Re: PROPFIND instead of REPORT

On Mon, Dec 18, 2000 at 08:23:47AM -0500, Jim Amsden wrote:
> I agree that its a strech to think of these things as properties, but one 
> could consider Greg's example below to be the "synchronization properties" 
> of some root directory.

Now you're just being silly :-) You're trying to apply your PROPFIND hammer
to something that isn't a property. Sure... you can model *anything* as
properties, but that doesn't mean you *should*.

So yah... it's a stretch :-)

> My issue is that we already have a number of ways produce reports: using 
> servlets (or any other standard way of extending servers with custom 
> reports), POST, PROPFIND, and now REPORT. My first suggestion was to use 
> POST and just define the entity request body formats for interoperability.

POST is bogus for this. It is too overloaded and ill-defined as it is. It
also (typically) has semantics of "modify state on the server" while REPORT
is strictly non-modifying.

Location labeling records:
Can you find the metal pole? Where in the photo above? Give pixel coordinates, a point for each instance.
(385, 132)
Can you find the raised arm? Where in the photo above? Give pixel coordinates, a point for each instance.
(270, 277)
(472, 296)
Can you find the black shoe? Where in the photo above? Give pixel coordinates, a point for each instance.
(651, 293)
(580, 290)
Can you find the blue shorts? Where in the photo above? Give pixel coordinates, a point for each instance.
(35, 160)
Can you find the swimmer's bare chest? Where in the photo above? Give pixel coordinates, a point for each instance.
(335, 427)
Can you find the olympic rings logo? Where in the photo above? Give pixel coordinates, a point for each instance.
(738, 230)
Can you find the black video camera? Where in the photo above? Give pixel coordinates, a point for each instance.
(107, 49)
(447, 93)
...
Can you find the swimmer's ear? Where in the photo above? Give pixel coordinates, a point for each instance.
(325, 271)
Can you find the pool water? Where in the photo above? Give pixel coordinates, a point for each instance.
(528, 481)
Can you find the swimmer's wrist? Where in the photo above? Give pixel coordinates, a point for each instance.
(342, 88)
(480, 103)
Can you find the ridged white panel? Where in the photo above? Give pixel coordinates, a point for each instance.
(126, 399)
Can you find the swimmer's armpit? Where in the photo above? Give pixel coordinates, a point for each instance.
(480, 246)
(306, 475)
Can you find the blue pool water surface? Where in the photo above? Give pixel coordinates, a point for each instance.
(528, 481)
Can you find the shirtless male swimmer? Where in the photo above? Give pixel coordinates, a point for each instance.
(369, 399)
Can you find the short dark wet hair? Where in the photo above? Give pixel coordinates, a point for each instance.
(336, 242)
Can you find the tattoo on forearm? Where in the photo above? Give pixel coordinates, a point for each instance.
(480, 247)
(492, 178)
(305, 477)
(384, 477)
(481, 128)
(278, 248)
* * *
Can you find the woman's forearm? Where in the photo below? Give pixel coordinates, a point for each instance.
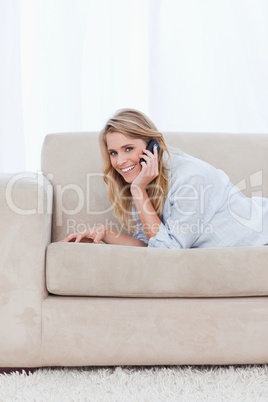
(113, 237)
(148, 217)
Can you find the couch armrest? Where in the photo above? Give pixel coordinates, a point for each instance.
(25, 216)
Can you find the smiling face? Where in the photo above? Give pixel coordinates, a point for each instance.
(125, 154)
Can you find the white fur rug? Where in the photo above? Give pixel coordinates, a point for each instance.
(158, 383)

Request: Copy the passage of the email starting with "Re: PROPFIND instead" and going on through "mean you *should*.". Work from the email alone.

Final result:
Re: PROPFIND instead of REPORT

On Mon, Dec 18, 2000 at 08:23:47AM -0500, Jim Amsden wrote:
> I agree that its a strech to think of these things as properties, but one 
> could consider Greg's example below to be the "synchronization properties" 
> of some root directory.

Now you're just being silly :-) You're trying to apply your PROPFIND hammer
to something that isn't a property. Sure... you can model *anything* as
properties, but that doesn't mean you *should*.